◆ **To do**:
Whenever a line below mentions the word "sweater", that line should be copied.

··· Records provided ···

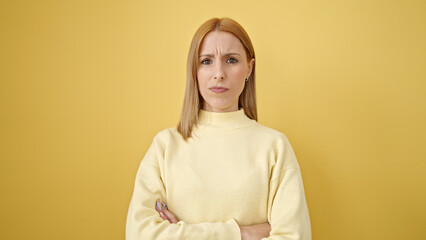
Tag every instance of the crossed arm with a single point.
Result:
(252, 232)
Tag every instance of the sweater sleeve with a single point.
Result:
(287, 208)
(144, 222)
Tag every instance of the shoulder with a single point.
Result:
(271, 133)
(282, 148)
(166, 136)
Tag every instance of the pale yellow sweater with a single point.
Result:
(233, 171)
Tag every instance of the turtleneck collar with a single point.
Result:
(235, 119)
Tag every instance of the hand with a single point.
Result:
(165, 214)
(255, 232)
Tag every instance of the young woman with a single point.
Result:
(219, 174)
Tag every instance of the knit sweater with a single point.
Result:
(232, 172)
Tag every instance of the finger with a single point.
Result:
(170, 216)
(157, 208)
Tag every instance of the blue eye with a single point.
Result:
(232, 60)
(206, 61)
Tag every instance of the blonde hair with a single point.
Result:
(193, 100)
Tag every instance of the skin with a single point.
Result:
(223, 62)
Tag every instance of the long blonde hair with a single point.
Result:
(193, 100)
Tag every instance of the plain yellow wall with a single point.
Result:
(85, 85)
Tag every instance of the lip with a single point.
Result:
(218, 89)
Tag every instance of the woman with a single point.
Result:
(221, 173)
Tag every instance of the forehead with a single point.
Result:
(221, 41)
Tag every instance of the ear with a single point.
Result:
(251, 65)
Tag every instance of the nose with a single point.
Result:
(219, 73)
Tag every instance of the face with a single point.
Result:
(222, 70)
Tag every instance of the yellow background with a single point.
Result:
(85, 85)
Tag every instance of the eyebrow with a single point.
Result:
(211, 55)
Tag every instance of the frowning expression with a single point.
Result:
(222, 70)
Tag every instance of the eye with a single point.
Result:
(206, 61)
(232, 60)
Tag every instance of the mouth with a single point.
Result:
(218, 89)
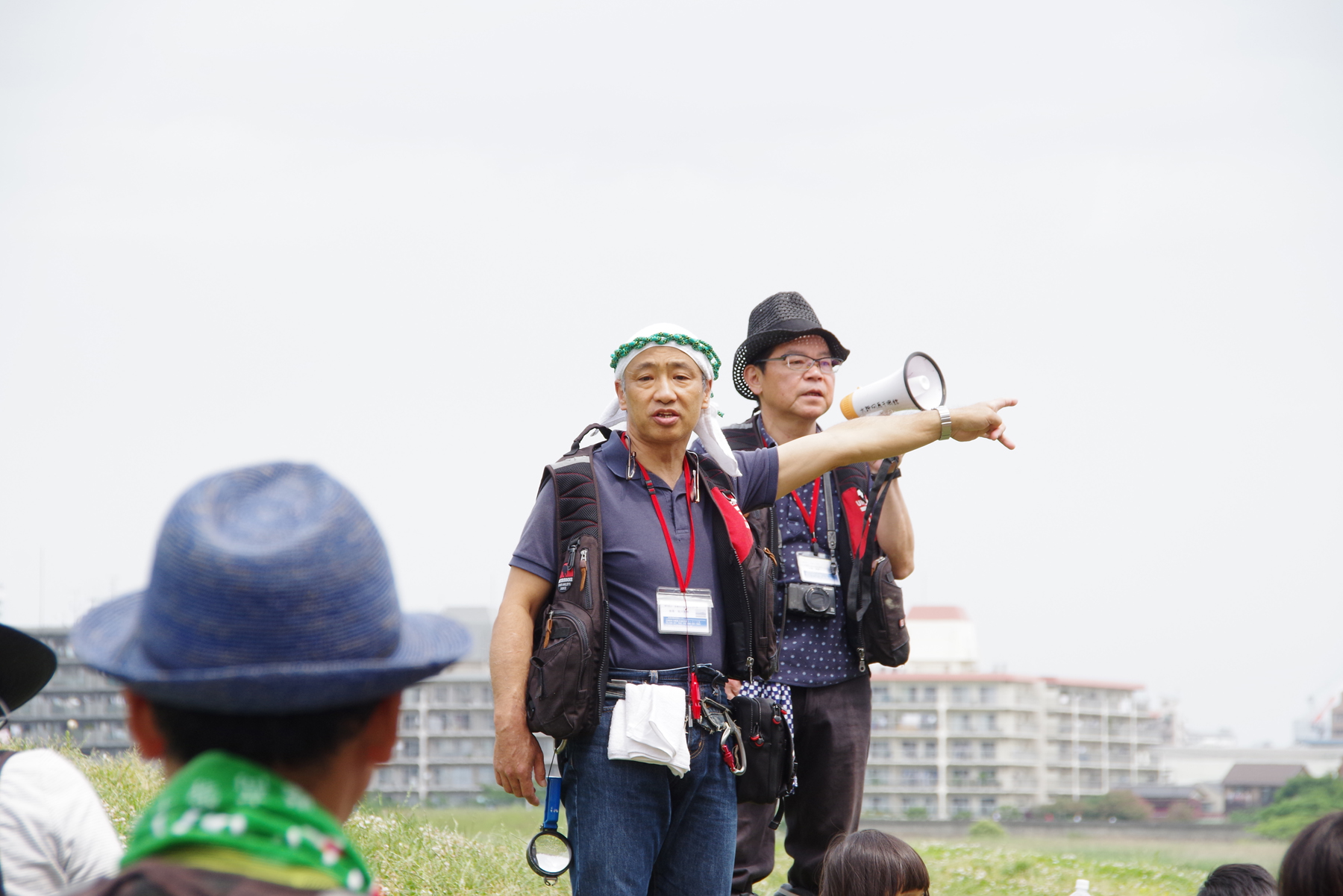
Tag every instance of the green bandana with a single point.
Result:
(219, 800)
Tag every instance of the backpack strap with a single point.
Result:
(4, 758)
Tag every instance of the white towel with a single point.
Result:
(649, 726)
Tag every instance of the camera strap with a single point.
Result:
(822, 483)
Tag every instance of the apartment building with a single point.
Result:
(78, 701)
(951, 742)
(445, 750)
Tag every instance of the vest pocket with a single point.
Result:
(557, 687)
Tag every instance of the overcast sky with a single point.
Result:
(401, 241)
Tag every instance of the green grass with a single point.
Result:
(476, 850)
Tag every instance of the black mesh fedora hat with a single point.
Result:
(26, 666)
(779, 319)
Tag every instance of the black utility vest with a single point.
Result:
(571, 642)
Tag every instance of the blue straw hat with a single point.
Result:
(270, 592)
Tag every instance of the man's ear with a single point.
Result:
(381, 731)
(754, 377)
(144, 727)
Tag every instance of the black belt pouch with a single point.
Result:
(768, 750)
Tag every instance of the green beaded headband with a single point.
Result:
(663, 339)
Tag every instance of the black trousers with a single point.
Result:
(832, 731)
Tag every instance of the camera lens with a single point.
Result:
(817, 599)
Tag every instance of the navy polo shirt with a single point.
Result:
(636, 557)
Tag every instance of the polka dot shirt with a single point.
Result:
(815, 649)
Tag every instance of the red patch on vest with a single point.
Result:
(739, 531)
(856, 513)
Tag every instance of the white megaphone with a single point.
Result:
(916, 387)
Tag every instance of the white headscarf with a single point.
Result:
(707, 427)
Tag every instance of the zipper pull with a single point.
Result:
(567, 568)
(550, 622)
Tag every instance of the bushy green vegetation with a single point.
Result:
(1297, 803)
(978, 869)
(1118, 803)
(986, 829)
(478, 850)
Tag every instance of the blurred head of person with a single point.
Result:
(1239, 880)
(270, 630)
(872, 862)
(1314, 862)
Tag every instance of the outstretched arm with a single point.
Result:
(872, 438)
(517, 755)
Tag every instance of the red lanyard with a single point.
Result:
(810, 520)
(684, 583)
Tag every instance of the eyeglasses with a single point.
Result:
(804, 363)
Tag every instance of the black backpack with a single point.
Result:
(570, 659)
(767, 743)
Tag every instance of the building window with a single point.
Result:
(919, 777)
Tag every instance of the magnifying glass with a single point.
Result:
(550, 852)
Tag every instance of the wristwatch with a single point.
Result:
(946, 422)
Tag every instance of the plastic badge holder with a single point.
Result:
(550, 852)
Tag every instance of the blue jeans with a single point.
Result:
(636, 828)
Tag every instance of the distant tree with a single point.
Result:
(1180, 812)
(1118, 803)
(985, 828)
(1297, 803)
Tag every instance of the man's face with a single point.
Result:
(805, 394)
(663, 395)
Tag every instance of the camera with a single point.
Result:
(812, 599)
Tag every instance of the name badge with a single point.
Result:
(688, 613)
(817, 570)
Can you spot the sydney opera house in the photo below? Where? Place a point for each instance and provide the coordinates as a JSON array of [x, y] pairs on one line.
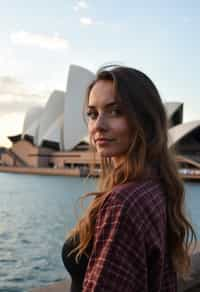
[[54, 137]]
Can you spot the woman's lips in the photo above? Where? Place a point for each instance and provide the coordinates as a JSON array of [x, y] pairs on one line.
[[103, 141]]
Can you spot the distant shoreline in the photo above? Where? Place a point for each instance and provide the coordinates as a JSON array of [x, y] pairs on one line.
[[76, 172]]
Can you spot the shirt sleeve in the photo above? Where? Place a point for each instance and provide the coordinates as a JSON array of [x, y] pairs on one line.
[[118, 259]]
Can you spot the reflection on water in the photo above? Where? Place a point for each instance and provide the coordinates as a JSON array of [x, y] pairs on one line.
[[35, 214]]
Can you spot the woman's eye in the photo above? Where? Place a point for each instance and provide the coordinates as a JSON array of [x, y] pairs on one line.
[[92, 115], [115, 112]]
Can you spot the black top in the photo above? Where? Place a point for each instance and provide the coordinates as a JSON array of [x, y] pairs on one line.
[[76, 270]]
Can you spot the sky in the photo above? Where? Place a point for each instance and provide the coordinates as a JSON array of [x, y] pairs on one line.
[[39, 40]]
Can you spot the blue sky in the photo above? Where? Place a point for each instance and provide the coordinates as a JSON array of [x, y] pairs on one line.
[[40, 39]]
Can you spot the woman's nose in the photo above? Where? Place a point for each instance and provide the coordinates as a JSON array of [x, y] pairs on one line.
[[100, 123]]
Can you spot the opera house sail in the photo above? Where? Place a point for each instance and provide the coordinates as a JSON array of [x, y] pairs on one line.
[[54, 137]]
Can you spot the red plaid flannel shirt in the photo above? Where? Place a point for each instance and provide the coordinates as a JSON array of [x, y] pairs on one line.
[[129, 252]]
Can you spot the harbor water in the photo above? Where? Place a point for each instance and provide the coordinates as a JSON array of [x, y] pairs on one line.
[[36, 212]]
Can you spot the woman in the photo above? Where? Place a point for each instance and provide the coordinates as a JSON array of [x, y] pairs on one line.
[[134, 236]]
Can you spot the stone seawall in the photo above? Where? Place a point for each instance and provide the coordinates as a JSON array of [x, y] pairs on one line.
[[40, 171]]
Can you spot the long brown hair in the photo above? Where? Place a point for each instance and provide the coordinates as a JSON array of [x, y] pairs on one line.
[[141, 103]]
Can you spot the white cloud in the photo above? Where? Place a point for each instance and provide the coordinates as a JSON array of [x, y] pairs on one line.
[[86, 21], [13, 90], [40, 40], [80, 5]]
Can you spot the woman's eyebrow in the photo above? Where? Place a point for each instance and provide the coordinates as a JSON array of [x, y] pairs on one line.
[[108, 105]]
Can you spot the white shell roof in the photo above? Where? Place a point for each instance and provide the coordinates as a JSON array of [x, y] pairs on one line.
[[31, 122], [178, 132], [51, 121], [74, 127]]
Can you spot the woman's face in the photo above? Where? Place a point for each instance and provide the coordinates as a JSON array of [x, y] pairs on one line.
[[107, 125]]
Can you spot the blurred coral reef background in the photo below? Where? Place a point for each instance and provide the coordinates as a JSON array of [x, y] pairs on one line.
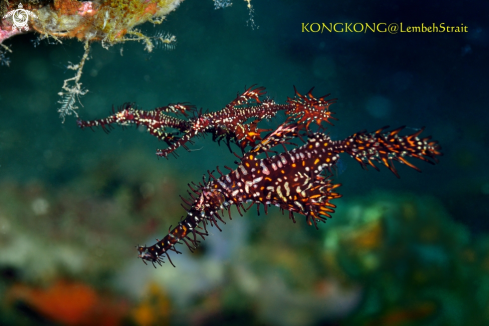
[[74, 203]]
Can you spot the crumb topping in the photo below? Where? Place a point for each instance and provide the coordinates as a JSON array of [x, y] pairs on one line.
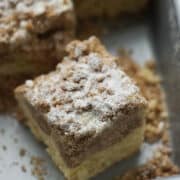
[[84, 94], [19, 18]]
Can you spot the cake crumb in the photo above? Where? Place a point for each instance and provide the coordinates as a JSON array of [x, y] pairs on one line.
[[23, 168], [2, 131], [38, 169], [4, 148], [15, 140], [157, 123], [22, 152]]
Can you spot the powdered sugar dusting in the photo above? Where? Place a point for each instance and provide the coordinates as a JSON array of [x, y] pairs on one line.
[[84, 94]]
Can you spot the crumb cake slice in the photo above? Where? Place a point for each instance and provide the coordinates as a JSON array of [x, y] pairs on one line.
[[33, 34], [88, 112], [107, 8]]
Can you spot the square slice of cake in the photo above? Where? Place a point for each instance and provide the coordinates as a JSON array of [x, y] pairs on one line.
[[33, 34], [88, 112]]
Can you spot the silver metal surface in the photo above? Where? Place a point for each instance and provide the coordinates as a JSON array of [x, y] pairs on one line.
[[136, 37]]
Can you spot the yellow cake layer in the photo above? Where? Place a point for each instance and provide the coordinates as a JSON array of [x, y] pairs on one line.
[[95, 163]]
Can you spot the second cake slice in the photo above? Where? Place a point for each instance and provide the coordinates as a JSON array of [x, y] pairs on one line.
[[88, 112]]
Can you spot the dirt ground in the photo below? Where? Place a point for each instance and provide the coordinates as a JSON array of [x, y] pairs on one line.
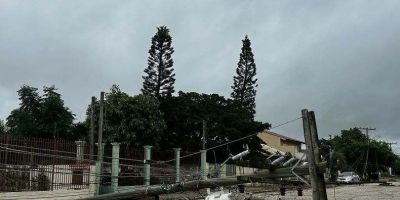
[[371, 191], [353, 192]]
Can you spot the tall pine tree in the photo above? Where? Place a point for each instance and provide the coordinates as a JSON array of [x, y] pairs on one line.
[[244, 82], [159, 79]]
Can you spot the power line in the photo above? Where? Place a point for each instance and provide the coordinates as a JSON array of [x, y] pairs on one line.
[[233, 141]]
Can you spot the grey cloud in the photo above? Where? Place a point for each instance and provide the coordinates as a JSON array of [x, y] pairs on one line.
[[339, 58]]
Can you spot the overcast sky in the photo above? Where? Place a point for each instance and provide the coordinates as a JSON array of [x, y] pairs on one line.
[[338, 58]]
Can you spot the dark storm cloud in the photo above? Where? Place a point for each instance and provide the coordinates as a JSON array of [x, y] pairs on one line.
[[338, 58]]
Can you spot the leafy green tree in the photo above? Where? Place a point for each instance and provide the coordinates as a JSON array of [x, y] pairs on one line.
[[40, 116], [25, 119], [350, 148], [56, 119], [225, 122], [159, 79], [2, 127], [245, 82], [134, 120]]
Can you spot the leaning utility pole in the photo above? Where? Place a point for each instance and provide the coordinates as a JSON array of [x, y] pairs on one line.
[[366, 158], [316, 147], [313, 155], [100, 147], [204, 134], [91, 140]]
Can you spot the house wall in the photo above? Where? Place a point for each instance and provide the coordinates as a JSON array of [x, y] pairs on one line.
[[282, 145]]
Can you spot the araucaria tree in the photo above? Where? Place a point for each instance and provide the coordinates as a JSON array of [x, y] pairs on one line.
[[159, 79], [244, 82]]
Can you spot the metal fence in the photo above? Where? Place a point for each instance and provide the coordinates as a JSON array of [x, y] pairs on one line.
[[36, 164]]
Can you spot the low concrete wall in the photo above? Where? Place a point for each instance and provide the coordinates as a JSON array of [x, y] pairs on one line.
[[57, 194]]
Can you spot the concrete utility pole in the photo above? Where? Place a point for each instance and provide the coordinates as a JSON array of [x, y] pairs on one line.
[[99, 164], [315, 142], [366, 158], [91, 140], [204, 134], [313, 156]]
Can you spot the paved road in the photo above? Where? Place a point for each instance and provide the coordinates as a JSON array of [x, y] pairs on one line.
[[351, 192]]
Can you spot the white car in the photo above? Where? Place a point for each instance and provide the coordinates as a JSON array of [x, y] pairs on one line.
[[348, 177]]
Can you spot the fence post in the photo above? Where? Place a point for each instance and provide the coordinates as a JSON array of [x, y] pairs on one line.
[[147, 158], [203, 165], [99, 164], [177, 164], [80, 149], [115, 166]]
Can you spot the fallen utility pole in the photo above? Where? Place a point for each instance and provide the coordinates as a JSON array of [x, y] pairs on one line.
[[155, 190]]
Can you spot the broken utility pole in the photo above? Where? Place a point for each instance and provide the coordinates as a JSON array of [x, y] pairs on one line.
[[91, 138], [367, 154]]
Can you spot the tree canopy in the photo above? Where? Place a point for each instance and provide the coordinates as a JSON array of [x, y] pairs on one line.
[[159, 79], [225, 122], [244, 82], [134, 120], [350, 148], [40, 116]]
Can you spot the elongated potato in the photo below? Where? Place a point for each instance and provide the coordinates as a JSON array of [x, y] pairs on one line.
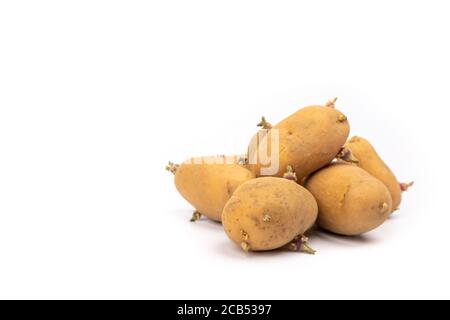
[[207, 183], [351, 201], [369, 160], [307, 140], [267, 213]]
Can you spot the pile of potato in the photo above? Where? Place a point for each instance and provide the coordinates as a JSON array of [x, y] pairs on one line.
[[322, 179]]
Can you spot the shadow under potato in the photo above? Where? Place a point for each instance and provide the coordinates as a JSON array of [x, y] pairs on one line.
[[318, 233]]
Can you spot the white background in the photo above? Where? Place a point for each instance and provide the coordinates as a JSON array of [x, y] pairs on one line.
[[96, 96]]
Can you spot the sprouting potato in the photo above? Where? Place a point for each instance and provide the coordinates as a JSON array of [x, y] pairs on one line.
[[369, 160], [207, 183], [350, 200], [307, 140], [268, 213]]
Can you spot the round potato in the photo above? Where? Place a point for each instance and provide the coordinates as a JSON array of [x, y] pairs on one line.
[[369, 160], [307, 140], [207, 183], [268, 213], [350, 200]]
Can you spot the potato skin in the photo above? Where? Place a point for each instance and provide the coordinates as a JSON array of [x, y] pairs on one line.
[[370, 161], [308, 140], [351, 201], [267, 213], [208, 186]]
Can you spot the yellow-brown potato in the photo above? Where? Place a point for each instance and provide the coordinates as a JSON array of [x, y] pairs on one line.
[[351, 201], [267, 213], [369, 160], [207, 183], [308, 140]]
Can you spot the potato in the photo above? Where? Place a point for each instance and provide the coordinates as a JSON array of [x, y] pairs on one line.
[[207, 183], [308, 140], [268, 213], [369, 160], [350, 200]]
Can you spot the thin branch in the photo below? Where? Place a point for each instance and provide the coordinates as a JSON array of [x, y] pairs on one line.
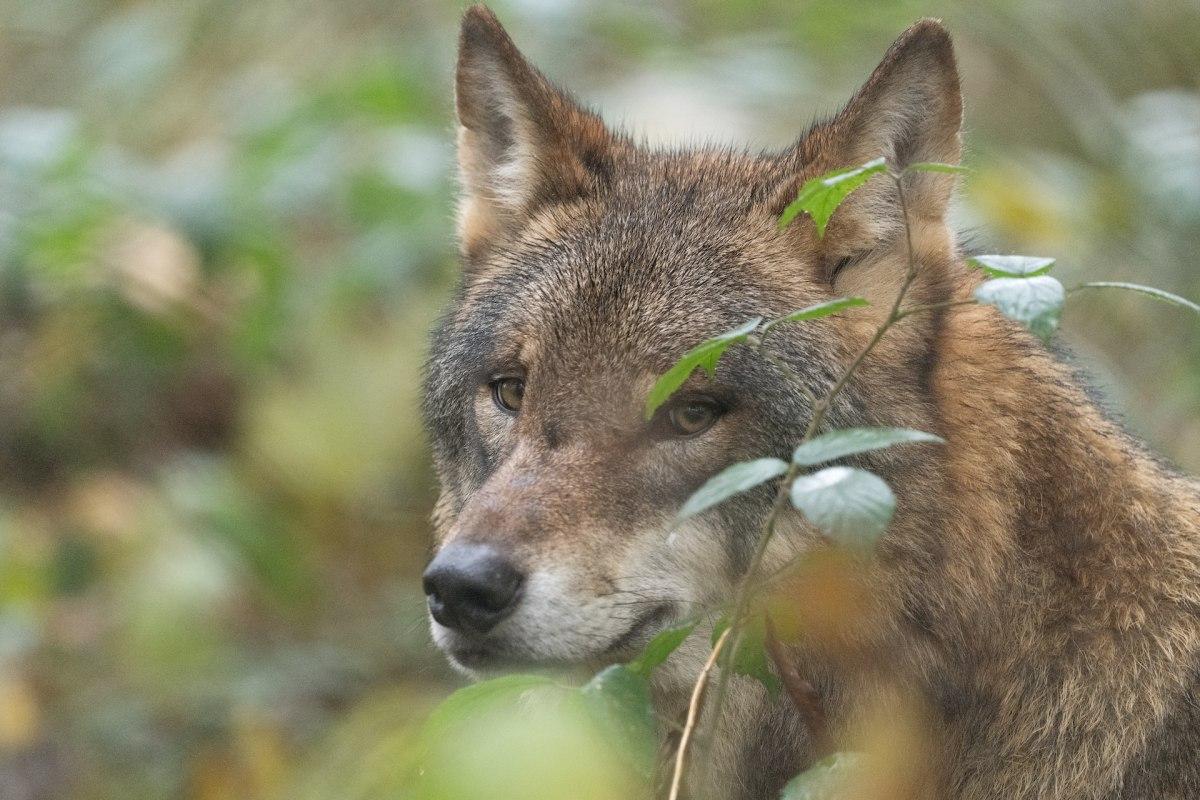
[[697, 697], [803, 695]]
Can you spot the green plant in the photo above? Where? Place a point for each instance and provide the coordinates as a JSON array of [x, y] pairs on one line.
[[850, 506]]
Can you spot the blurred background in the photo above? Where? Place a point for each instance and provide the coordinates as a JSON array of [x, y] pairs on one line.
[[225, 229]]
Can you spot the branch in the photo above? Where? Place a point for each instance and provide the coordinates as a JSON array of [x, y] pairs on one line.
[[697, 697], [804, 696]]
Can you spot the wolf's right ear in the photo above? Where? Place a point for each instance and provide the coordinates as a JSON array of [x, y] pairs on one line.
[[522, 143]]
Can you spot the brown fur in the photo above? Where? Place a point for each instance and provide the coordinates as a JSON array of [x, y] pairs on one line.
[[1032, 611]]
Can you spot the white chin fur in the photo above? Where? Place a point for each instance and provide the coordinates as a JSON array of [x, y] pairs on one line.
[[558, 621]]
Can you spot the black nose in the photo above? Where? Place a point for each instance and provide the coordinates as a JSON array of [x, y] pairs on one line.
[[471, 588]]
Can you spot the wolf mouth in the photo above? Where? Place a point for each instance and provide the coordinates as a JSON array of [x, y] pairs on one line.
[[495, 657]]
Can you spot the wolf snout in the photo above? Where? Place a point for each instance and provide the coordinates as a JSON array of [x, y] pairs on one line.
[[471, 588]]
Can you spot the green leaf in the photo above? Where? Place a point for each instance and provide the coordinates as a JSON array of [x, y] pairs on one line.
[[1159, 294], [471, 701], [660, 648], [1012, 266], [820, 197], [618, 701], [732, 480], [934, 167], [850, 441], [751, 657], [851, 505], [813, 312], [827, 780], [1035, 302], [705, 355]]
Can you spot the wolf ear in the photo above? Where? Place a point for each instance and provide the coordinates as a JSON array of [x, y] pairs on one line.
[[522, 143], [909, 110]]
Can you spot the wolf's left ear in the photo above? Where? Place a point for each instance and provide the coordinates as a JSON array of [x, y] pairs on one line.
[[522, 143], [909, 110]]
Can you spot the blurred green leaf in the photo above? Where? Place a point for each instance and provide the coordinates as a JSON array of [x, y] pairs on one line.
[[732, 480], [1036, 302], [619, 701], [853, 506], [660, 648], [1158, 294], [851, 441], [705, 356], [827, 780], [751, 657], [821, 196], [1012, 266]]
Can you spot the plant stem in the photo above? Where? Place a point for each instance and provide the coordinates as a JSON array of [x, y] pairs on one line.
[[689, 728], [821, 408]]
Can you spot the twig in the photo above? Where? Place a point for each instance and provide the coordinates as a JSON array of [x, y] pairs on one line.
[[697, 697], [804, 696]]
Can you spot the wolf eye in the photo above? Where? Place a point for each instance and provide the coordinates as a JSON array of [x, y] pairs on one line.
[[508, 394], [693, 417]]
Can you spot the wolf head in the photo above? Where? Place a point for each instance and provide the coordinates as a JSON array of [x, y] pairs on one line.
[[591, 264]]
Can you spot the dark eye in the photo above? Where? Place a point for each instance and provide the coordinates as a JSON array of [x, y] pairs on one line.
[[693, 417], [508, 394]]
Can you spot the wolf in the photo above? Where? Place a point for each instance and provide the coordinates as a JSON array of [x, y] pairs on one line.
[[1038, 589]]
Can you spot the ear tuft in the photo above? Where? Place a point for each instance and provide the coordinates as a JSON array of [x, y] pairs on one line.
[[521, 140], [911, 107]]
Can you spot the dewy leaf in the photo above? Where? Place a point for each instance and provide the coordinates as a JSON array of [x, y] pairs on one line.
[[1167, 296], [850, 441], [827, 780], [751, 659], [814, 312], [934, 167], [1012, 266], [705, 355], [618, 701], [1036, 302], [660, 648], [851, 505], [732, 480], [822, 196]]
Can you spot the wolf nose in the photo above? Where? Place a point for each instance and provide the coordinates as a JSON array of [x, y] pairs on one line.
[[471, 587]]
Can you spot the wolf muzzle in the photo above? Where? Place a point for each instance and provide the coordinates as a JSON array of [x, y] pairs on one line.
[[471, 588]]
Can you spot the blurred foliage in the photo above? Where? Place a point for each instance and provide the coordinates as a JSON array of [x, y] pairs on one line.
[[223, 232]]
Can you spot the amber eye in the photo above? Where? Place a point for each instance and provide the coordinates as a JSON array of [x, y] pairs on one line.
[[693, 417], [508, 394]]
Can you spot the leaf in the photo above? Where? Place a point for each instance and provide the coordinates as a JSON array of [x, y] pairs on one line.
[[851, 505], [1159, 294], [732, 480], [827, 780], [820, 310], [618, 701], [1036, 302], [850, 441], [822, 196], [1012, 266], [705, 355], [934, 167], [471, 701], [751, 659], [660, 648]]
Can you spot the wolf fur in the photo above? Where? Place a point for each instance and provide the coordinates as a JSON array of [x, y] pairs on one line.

···

◆ **Expected answer**:
Tag every instance of the sweater sleeve with a single point.
Tag every instance of the pale yellow sweater with a single point.
Tag every instance of the knit sweater with a single point.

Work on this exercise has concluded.